--- Objective ---
Recast the lines below as a Markdown table with two columns, Row and Line text, giving each line its own numbered row and skipping any blank lines.

--- Items ---

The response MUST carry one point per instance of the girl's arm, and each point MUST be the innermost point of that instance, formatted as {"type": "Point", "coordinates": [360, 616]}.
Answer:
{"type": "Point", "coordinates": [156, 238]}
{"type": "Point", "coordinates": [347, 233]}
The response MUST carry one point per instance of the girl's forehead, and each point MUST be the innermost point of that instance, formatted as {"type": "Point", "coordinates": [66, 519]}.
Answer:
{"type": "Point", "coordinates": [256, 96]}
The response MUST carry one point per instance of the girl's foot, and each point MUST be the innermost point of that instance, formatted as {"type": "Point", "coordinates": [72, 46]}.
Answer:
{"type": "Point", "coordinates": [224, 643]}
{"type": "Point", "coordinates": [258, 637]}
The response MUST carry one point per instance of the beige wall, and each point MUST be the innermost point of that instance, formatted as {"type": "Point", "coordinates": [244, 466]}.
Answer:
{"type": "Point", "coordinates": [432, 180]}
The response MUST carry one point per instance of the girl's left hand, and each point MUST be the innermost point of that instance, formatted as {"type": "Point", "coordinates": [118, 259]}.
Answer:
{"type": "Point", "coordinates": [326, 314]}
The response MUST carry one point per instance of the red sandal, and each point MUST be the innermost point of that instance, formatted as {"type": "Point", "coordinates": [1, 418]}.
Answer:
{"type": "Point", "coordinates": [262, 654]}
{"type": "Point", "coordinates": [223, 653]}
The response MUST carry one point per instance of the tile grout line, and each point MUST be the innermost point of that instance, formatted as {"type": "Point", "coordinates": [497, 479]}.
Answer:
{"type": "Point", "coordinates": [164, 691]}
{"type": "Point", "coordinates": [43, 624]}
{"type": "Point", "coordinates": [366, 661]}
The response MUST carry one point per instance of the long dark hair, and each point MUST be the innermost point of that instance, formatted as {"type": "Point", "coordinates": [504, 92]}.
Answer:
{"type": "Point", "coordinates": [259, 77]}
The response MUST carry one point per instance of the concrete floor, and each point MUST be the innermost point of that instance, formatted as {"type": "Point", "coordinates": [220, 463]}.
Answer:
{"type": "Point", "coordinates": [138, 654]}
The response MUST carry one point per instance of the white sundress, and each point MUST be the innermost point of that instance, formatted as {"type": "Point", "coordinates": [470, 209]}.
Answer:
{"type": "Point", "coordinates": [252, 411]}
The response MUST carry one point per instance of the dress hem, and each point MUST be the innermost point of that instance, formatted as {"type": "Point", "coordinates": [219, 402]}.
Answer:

---

--- Written solution ---
| Row | Line text |
|---|---|
| 1 | The response MUST carry one point per instance of the girl's arm, and each point MUST be the innermost point of that instance, formatted as {"type": "Point", "coordinates": [360, 616]}. |
| 2 | Answer: |
| 3 | {"type": "Point", "coordinates": [156, 238]} |
| 4 | {"type": "Point", "coordinates": [347, 233]} |
| 5 | The response MUST carry one point per instance of the girl's forehead, and each point MUST be the innermost point of that instance, formatted as {"type": "Point", "coordinates": [66, 519]}. |
| 6 | Answer: |
| 7 | {"type": "Point", "coordinates": [256, 96]} |
| 8 | The response MUST carry one point per instance of the girl's foot, and each point MUST be the innermost point of that instance, formatted as {"type": "Point", "coordinates": [72, 46]}. |
| 9 | Answer: |
| 10 | {"type": "Point", "coordinates": [224, 643]} |
| 11 | {"type": "Point", "coordinates": [258, 637]} |
| 12 | The response MUST carry one point per instance of the beige wall, and each point MUST be the innermost point of that instance, formatted as {"type": "Point", "coordinates": [244, 466]}. |
| 13 | Answer: |
| 14 | {"type": "Point", "coordinates": [432, 180]} |
| 15 | The response MUST carry one point per instance of the girl's left hand, and each point MUST be the innermost point of that instance, formatted as {"type": "Point", "coordinates": [118, 259]}. |
| 16 | Answer: |
| 17 | {"type": "Point", "coordinates": [326, 314]} |
| 18 | The response MUST carry one point per instance of the red sandal, and each point MUST be the innermost point of that instance, formatted as {"type": "Point", "coordinates": [1, 418]}. |
| 19 | Answer: |
| 20 | {"type": "Point", "coordinates": [262, 654]} |
| 21 | {"type": "Point", "coordinates": [223, 653]} |
| 22 | The response MUST carry one point per instance of the tile grout line, and each point MUST be the innermost point of that instance, formatted as {"type": "Point", "coordinates": [497, 479]}. |
| 23 | Answer: |
| 24 | {"type": "Point", "coordinates": [164, 691]} |
| 25 | {"type": "Point", "coordinates": [43, 624]} |
| 26 | {"type": "Point", "coordinates": [366, 661]} |
| 27 | The response MUST carry one point per instance of the long dark hair, and each point MUST be the innermost point of that instance, formatted as {"type": "Point", "coordinates": [504, 92]}. |
| 28 | Answer: |
| 29 | {"type": "Point", "coordinates": [259, 77]} |
| 30 | The response MUST carry one point per instance of the concrete floor, and each point MUST be the innermost point of that instance, formatted as {"type": "Point", "coordinates": [220, 463]}. |
| 31 | Answer: |
| 32 | {"type": "Point", "coordinates": [138, 654]} |
| 33 | The response MUST carry one point per instance of the white sundress, and each point MUST be the innermost point of that instance, formatted as {"type": "Point", "coordinates": [470, 209]}. |
| 34 | Answer: |
| 35 | {"type": "Point", "coordinates": [252, 411]} |
| 36 | The response MUST carry one point per instance of the dress hem, and each point MUST be the innermost point of that instance, formatted as {"type": "Point", "coordinates": [219, 402]}. |
| 37 | Answer: |